===== Excerpted passage
Another source of cheap peas is Canada from where Bangladesh is importing peas, which are then flooded illegally into the Indian market.

Let’s take a look at the way the smuggling is carried out.  


April 13, 2022: On basis of specific intelligence customs and central excise officials belonging to SIIB (Imports) of ICD Dadri foiled a smuggling racket and confiscated two containers full of 42 tons of Green Peas. The consignment valued over Rs. 90 Lakhs was mis-declared as Gypsum Powder. Further investigation is in progress.

February 22, 2022: BSF personnel seized seven vehicles loaded with huge quantities of dry peas worth more than Rs 50 lakh being illegally smuggled from Bangladesh to Meghalaya’s West Jaintia Hill district. Smuggling of ‘dry pea’ from Bangladesh has been a worrying issue over the past many years. BSF alone is understood to have seized more than 1300 tons of dry pea amounting to Rs 12 crore in the last three years.

Meghalaya shares 443km of the 4,096-km-long India-Bangladesh border. Assam, Mizoram, Tripura and West Bengal share the rest of the border with Bangladesh. BSF personnel manning the Indo-Bangladesh border in Meghalaya arrested 150 people including 59 Bangladeshi nationals and seized smuggled goods worth over Rs 38 crore in 2021. Those arrested included 88 Indians, two Nigerians and an African national.
==========
===== Data section
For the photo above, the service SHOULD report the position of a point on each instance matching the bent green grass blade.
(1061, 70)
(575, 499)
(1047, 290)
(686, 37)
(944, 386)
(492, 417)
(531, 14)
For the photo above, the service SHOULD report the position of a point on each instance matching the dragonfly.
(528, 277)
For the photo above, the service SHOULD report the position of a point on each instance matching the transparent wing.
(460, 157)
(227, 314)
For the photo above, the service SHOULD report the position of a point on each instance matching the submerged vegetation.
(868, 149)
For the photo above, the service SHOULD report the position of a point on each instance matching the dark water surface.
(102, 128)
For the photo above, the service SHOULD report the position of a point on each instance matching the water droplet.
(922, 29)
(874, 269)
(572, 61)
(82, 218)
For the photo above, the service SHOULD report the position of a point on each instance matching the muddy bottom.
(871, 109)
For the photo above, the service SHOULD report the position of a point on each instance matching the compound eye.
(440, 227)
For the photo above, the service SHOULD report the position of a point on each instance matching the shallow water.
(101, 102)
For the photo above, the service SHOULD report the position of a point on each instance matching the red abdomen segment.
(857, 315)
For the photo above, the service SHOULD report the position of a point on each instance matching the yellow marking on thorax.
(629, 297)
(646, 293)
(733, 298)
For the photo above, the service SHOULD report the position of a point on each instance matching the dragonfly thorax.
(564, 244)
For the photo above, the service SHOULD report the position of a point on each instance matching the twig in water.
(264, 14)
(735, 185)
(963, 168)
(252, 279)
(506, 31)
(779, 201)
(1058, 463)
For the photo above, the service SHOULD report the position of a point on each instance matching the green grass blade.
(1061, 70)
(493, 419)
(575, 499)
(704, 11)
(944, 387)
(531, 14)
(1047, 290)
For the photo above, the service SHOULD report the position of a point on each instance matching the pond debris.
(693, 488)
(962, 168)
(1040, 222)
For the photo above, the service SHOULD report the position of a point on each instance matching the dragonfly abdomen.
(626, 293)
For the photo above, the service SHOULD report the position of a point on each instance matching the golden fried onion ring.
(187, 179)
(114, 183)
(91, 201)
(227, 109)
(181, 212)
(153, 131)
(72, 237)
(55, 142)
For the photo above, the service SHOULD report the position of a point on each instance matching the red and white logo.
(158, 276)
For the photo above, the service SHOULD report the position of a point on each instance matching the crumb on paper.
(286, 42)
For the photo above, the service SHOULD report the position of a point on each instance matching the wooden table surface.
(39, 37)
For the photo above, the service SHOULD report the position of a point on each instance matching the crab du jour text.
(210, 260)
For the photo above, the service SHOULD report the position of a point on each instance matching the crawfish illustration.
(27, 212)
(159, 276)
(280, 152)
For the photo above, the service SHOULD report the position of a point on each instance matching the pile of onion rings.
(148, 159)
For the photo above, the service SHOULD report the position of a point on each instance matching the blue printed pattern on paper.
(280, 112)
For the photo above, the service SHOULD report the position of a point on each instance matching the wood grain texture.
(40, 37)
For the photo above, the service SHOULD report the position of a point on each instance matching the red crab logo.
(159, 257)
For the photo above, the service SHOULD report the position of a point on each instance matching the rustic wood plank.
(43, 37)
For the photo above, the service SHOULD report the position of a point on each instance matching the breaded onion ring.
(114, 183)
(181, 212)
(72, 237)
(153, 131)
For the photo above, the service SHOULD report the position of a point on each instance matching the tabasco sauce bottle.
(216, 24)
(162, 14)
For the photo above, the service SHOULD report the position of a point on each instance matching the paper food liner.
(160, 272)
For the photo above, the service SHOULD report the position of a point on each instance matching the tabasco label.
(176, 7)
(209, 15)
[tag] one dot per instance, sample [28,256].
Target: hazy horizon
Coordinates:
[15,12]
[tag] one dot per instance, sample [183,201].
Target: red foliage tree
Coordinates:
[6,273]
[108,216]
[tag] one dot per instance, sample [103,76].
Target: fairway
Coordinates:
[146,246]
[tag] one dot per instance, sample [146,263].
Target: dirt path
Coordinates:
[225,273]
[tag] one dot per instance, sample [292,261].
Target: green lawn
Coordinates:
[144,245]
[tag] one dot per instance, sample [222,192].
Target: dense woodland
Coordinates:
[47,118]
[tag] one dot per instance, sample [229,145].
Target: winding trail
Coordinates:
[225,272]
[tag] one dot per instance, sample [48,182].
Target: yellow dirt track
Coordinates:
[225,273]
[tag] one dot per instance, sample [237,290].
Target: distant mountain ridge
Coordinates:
==========
*Instructions*:
A – In the passage on pea smuggling, what was the consignment of Green Peas seized at ICD Dadri falsely declared as?
B – List every Indian state that the passage on pea smuggling names as sharing the border with Bangladesh.
The records have no connection to the passage on pea smuggling.

*Expected results*:
A – Gypsum Powder

B – Meghalaya, Assam, Mizoram, Tripura, West Bengal